TEXT UNDER STUDY START

Elastic electronics can be used for a range of bio-electronic devices to improve medical monitoring attached to the skin or implanted on brain, heart, or muscles to provide treatment.

Researchers have made elastic electronics that can move with the skin and adhere without glue.

Researchers are making progress bridging the soft, wet world of the human body and electronics.

The National Science Foundation today released a video giving the latest news from researchers trying to develop flexible electronics that can be placed on the skin or embedded in the body. The hope is that these devices can be used to diagnose or provide care to patients.

The group is testing prototype circuits that can detect muscle, heart, and brain activity with a skin-attached temporary "tattoo." These devices, made from small curly wires embedded in flexible membranes, perform as well as rigid electrodes, according to the NSF.

A group of researchers, including Northwestern University professor Yonggang Huang and University of Illinois Urbana-Champaign professor John Rogers, last year published a paper in Science on "epidermal electronics" which could be attached to patients' skin and still function as the body moves and stretches the skin.

In the video prepared by the National Science Foundation, which partially funds the research, Rogers said he is experimenting with electronics embedded in the body for providing treatment to the heart, brain, or muscle tissue.

One is an "electronic sock" wrapped around a heart that could inject current to prevent an irregular heartbeat. Another application would be a circuit implanted on the brain to prevent seizures.

The group also intends to build elastic electronics with an onboard power source and wireless networking to aid in diagnostics and treatment, Huang said.

TEXT UNDER STUDY END

### ASSIGNED TASK
Write out the passage of the elastic electronics article between "In the video" and "to prevent seizures.", inclusive, word for word.

DATASET ENTRIES START

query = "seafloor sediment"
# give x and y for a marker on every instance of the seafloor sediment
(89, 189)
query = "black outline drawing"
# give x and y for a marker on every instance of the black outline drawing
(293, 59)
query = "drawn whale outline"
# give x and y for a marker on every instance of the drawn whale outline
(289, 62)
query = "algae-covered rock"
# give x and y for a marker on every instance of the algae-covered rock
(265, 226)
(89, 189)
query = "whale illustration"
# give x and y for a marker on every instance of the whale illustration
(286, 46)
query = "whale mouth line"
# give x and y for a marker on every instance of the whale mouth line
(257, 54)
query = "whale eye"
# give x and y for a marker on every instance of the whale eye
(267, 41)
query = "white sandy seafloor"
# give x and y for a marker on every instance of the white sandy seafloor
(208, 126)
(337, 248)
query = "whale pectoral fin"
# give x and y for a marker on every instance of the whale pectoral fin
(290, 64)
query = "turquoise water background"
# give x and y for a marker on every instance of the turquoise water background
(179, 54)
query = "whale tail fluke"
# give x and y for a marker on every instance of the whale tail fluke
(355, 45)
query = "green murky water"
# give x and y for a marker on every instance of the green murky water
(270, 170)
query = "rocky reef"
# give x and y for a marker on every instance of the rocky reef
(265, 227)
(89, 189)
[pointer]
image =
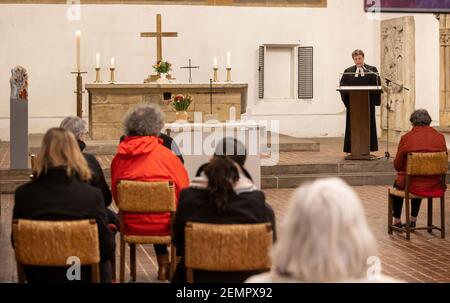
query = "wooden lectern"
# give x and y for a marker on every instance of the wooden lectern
(359, 107)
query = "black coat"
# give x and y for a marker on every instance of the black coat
(195, 205)
(375, 100)
(55, 196)
(98, 178)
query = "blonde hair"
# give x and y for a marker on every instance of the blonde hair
(60, 148)
(325, 237)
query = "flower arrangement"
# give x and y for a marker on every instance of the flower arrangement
(181, 103)
(162, 67)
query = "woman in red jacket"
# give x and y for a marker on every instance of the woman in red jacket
(422, 138)
(141, 156)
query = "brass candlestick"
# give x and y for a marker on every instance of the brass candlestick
(79, 92)
(228, 74)
(215, 74)
(97, 75)
(113, 80)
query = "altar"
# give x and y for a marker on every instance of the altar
(108, 103)
(197, 142)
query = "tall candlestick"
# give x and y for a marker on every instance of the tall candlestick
(78, 37)
(97, 60)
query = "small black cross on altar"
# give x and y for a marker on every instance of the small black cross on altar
(190, 68)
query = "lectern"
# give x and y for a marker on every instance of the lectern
(359, 111)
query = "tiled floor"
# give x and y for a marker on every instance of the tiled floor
(425, 258)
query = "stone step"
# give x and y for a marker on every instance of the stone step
(355, 179)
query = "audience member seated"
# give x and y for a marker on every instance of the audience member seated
(77, 126)
(220, 194)
(325, 238)
(141, 156)
(167, 142)
(422, 138)
(60, 192)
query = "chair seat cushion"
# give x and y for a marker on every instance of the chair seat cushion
(147, 239)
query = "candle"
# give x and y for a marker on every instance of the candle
(78, 37)
(97, 60)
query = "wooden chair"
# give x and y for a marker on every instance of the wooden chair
(420, 164)
(51, 243)
(227, 247)
(144, 197)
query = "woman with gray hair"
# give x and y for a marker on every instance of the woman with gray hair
(422, 138)
(325, 238)
(142, 156)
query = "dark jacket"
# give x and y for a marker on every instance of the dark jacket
(195, 205)
(55, 196)
(370, 79)
(98, 178)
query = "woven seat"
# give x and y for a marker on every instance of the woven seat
(144, 197)
(51, 243)
(420, 164)
(227, 247)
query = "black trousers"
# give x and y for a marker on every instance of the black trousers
(160, 249)
(398, 204)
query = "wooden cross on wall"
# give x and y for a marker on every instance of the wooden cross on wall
(158, 35)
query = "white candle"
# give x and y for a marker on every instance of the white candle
(78, 37)
(97, 60)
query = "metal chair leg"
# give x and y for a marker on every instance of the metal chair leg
(122, 259)
(133, 262)
(430, 215)
(390, 214)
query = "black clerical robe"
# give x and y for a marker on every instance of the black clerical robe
(369, 79)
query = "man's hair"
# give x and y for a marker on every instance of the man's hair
(357, 52)
(420, 117)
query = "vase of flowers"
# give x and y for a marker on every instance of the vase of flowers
(180, 104)
(162, 68)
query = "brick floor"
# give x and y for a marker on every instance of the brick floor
(425, 258)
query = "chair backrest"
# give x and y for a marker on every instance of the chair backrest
(50, 243)
(228, 247)
(427, 164)
(141, 196)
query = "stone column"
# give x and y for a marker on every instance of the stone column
(19, 118)
(444, 90)
(397, 64)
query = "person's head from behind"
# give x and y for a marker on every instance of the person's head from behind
(420, 117)
(60, 149)
(76, 126)
(358, 57)
(222, 171)
(325, 237)
(144, 120)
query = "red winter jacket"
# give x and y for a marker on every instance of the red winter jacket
(419, 139)
(146, 159)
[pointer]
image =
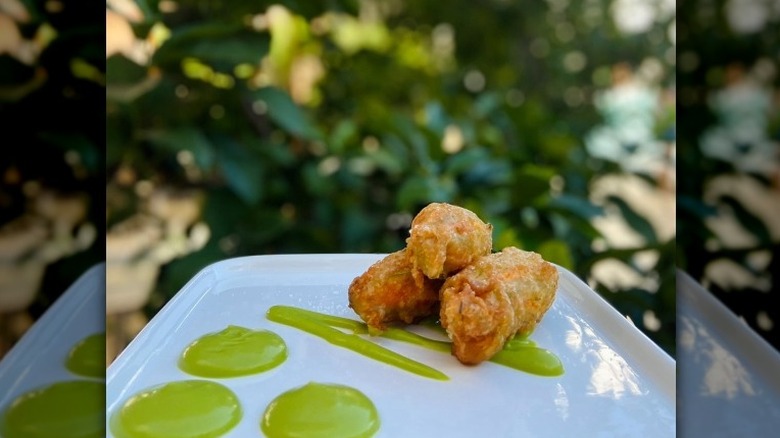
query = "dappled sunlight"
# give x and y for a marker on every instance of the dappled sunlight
(724, 374)
(353, 118)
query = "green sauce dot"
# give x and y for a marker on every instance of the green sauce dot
(234, 351)
(320, 410)
(88, 356)
(68, 409)
(181, 409)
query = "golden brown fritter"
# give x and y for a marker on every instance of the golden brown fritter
(445, 238)
(490, 301)
(387, 292)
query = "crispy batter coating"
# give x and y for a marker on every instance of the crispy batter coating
(387, 292)
(445, 238)
(490, 301)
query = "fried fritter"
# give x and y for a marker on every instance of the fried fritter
(490, 301)
(445, 238)
(387, 292)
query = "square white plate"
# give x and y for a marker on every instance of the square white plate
(729, 376)
(617, 382)
(39, 357)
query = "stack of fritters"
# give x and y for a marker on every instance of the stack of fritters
(483, 299)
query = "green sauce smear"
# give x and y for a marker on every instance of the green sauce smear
(320, 325)
(320, 410)
(519, 353)
(88, 356)
(67, 409)
(180, 409)
(234, 351)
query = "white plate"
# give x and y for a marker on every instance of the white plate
(38, 358)
(617, 381)
(729, 381)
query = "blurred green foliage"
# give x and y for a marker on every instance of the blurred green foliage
(318, 127)
(52, 91)
(712, 47)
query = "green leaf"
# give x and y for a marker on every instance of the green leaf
(420, 190)
(579, 206)
(184, 138)
(120, 70)
(342, 135)
(288, 115)
(556, 251)
(634, 220)
(223, 46)
(243, 171)
(531, 181)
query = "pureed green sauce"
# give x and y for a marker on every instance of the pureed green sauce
(320, 410)
(181, 409)
(232, 352)
(519, 353)
(64, 409)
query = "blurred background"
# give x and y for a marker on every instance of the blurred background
(728, 194)
(52, 156)
(247, 128)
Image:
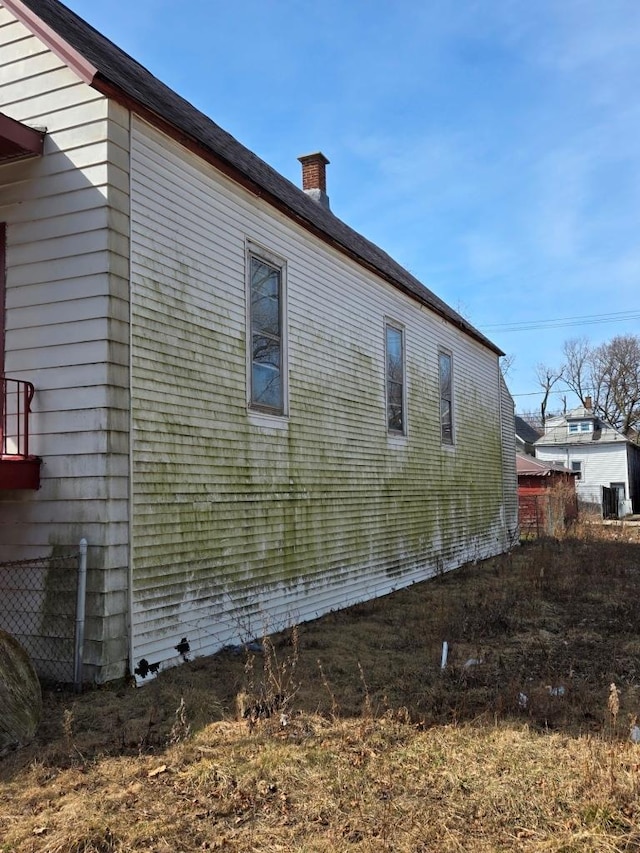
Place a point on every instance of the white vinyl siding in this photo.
(241, 526)
(600, 465)
(67, 328)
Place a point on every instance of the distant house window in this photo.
(266, 340)
(394, 344)
(446, 398)
(582, 426)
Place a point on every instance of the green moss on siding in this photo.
(222, 505)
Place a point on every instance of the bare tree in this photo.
(506, 363)
(576, 370)
(609, 374)
(547, 378)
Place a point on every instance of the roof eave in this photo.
(69, 55)
(18, 141)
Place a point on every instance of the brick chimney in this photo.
(314, 178)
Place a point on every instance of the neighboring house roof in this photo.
(114, 73)
(557, 430)
(529, 466)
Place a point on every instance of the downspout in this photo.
(78, 652)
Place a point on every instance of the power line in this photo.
(563, 322)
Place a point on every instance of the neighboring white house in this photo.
(253, 414)
(598, 454)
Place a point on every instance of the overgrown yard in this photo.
(346, 735)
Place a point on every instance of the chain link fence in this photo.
(38, 604)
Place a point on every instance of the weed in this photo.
(181, 728)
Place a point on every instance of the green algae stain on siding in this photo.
(251, 505)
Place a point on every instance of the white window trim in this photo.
(393, 434)
(447, 445)
(260, 416)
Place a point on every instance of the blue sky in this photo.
(491, 147)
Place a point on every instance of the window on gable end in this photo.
(394, 346)
(266, 339)
(445, 364)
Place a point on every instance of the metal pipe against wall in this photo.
(78, 652)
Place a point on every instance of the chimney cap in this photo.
(317, 156)
(314, 177)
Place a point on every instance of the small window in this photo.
(446, 398)
(266, 342)
(394, 342)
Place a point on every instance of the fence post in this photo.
(80, 614)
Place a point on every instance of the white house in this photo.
(253, 414)
(598, 454)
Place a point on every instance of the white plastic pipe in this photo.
(78, 653)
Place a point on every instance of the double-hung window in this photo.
(445, 367)
(394, 346)
(266, 344)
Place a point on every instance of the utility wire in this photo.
(584, 320)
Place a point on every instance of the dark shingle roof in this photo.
(121, 72)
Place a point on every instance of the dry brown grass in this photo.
(350, 736)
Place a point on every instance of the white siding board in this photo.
(601, 465)
(232, 520)
(67, 325)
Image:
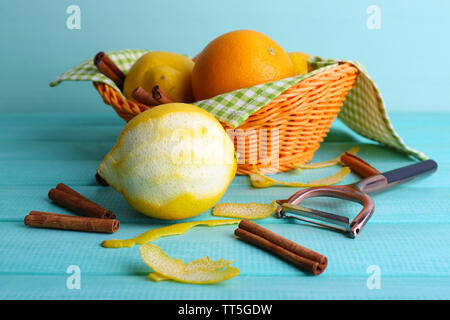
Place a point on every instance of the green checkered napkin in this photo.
(363, 110)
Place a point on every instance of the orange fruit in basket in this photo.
(236, 60)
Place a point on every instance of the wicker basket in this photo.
(285, 132)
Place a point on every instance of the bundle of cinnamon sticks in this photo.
(108, 68)
(304, 258)
(94, 217)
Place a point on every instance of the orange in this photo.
(236, 60)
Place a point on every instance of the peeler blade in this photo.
(334, 221)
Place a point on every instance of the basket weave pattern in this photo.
(290, 128)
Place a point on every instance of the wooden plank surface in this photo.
(407, 238)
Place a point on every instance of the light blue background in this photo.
(408, 57)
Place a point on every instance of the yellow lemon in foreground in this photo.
(300, 61)
(171, 162)
(171, 71)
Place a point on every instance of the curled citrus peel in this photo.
(244, 210)
(200, 271)
(153, 234)
(200, 264)
(259, 180)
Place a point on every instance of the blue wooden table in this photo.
(405, 246)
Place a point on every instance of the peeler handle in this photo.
(410, 171)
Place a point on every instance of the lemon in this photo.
(171, 71)
(173, 161)
(300, 61)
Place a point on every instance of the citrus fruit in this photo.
(173, 161)
(171, 71)
(300, 61)
(236, 60)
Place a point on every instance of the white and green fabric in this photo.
(363, 110)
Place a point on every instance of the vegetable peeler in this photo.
(356, 192)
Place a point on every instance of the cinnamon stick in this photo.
(161, 96)
(358, 165)
(142, 96)
(107, 67)
(38, 219)
(79, 205)
(304, 258)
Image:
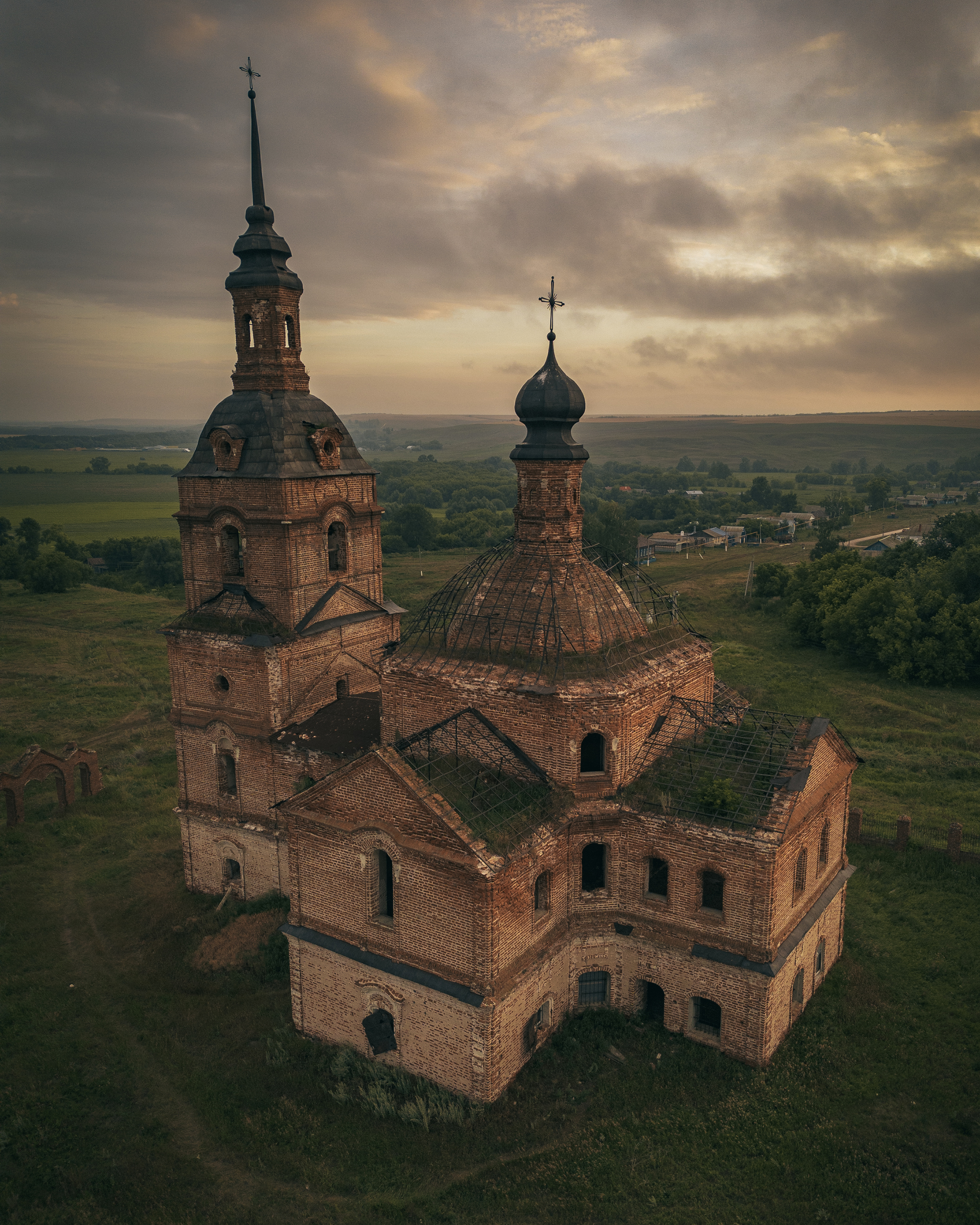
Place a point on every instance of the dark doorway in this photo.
(593, 868)
(593, 754)
(380, 1031)
(653, 1009)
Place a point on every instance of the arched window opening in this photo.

DATASET ENTRIES END

### THE ANSWER
In the video prepared by the National Science Foundation, which partially funds the research, Rogers said he is experimenting with electronics embedded in the body for providing treatment to the heart, brain, or muscle tissue.

One is an "electronic sock" wrapped around a heart that could inject current to prevent an irregular heartbeat. Another application would be a circuit implanted on the brain to prevent seizures.